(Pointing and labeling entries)
..............................
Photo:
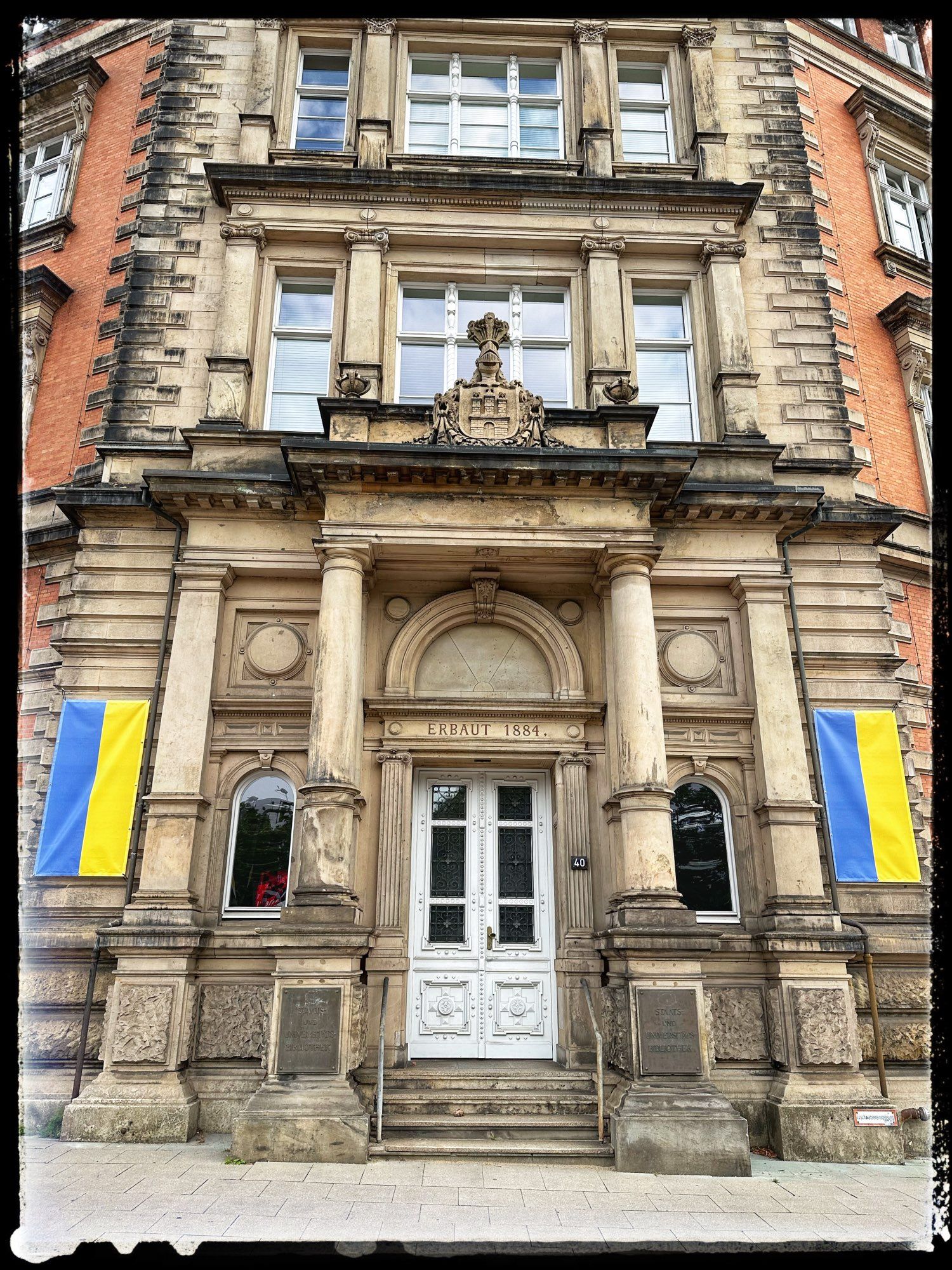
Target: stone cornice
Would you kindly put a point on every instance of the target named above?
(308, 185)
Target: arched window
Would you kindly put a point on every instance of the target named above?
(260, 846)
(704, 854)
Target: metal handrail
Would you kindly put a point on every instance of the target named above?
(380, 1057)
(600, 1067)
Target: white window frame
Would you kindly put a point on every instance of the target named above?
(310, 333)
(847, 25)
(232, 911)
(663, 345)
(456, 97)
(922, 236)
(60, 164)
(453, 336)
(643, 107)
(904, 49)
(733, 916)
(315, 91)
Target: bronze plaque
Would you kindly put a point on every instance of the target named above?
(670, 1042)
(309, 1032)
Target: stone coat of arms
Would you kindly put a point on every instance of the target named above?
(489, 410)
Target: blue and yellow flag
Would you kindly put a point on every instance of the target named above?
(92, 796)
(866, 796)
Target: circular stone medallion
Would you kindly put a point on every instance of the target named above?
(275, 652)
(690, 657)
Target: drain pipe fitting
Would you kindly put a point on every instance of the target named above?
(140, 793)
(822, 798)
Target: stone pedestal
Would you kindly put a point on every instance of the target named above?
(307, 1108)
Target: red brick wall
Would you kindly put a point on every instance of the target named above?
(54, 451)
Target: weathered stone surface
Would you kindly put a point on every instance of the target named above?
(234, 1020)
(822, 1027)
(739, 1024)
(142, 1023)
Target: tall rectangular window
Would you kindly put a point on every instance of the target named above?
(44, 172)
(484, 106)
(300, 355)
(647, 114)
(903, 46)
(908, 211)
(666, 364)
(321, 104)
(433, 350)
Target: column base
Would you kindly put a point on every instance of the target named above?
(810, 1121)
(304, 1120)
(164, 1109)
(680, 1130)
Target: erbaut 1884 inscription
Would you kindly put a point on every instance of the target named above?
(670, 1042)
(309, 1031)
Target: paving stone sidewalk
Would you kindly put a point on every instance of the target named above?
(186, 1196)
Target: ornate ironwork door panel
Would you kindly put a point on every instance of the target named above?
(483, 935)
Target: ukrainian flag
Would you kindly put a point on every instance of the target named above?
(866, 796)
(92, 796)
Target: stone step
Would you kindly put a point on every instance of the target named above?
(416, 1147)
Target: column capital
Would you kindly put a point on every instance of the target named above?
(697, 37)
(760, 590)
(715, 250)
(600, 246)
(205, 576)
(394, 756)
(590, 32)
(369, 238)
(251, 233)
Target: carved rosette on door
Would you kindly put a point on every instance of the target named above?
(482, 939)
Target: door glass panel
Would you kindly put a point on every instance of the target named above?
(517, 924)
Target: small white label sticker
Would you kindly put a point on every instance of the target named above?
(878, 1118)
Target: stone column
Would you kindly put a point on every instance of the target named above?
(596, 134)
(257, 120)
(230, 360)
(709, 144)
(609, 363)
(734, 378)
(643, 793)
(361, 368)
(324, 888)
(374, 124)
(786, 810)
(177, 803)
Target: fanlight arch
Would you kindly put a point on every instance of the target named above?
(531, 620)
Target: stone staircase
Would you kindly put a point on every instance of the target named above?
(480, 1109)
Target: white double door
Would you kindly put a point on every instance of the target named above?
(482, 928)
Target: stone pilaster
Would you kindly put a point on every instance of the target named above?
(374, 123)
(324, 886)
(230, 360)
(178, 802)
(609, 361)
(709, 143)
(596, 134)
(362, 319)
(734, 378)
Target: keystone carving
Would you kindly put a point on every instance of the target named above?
..............................
- Exercise description
Express each of the lines above as one string in a JSON list, leaving out blank lines and the pictures.

- Reply
[
  "Photo:",
  "Target: stone cornice",
  "Would you kindly put a point on every instance of the target named above?",
  "(308, 185)",
  "Target: arched window",
  "Would you kindly put a point on every instance of the target named above?",
  "(260, 846)",
  "(704, 854)",
  "Target: metal handrail",
  "Would you kindly put a point on every instance of the target named above?",
  "(380, 1057)",
  "(600, 1067)",
  "Target: white window frame",
  "Would you kindly put a point on every instance of the target named above?",
  "(310, 333)",
  "(847, 25)",
  "(232, 911)",
  "(663, 345)",
  "(456, 97)",
  "(922, 236)",
  "(60, 164)",
  "(453, 336)",
  "(643, 107)",
  "(904, 49)",
  "(733, 916)",
  "(315, 91)",
  "Target: bronze plaque",
  "Would you kindly put a point on every instance of the target named above?",
  "(670, 1042)",
  "(309, 1032)",
  "Target: stone coat of arms",
  "Would you kindly put a point on every instance of the target named above?",
  "(489, 410)",
  "Target: blue and yellow flag",
  "Would you kindly put a point on every instance of the target named above?",
  "(92, 796)",
  "(866, 796)",
  "Target: circular stone medallion",
  "Would you kindly put a point on every instance of the target named above?",
  "(275, 652)",
  "(690, 657)",
  "Target: drain pipe fitting",
  "Would you kindly put a point on every instance of the target named above?",
  "(140, 793)",
  "(822, 798)",
  "Target: stone pedestal",
  "Would you kindly put a point on every instance of the target named above?",
  "(307, 1108)",
  "Target: red brick wall",
  "Would you kindly put a point on every instance of the target named above?",
  "(54, 451)",
  "Target: weathered stone surface",
  "Would you kindly put a point on every instance of the target named above?",
  "(234, 1020)",
  "(822, 1027)",
  "(739, 1024)",
  "(142, 1023)",
  "Target: tall rectangular window",
  "Would you kindly put a point on every instance of the target named above?",
  "(44, 172)",
  "(484, 106)",
  "(300, 355)",
  "(647, 114)",
  "(903, 46)",
  "(908, 211)",
  "(666, 364)",
  "(321, 104)",
  "(433, 350)",
  "Target: column base",
  "Would you kindly put a point on every instance of the target named above?",
  "(810, 1121)",
  "(304, 1120)",
  "(164, 1109)",
  "(680, 1130)",
  "Target: erbaut 1884 inscription",
  "Would you kindly put a point on every instance of the target named above?",
  "(670, 1042)",
  "(309, 1031)",
  "Target: paving stone sidewalk",
  "Would you kindly put a point on every instance of the target named above?",
  "(186, 1196)",
  "Target: ornate ironwork door panel",
  "Would you kindly put a point on every instance of the target named above?",
  "(483, 935)",
  "Target: ukrainian flag",
  "Would you kindly put a point on every instance of the target named above?",
  "(866, 796)",
  "(92, 796)",
  "Target: stone step",
  "Would you kindly put a point on every instance of the target named above?",
  "(416, 1147)",
  "Target: column capital",
  "Would you kindly put a point on every instance of the target named above?",
  "(697, 37)",
  "(760, 590)",
  "(715, 250)",
  "(600, 246)",
  "(205, 576)",
  "(394, 756)",
  "(590, 32)",
  "(369, 238)",
  "(251, 233)",
  "Target: carved rosette on door",
  "Would you kindly put a point on every instance of the target named above?",
  "(482, 939)",
  "Target: door glass panel",
  "Would you kindly put a point on every instance of the target named above?",
  "(517, 924)",
  "Target: small white label sticker",
  "Would you kindly put a point on every instance of the target named above?",
  "(878, 1118)",
  "Target: stone column",
  "Would you kindly put a point on every instance of the target named above?",
  "(596, 134)",
  "(257, 120)",
  "(230, 360)",
  "(709, 144)",
  "(609, 363)",
  "(734, 378)",
  "(643, 793)",
  "(361, 368)",
  "(324, 888)",
  "(374, 124)",
  "(786, 810)",
  "(177, 803)",
  "Target: fanlight arch",
  "Would you kindly put a point on every instance of the target named above?",
  "(531, 620)",
  "Target: stone staircase",
  "Would you kindly put a point on every instance of the target named above?",
  "(480, 1109)",
  "Target: white double door",
  "Would you kindly put a point on every instance of the target named above?",
  "(482, 928)",
  "Target: stone pilaster",
  "Would you kindly put a point on every instance of the target named above?",
  "(374, 123)",
  "(324, 886)",
  "(230, 360)",
  "(178, 802)",
  "(609, 361)",
  "(709, 143)",
  "(596, 134)",
  "(362, 319)",
  "(734, 378)",
  "Target: keystone carving",
  "Would you kindly put a point on every instance of the target named above?"
]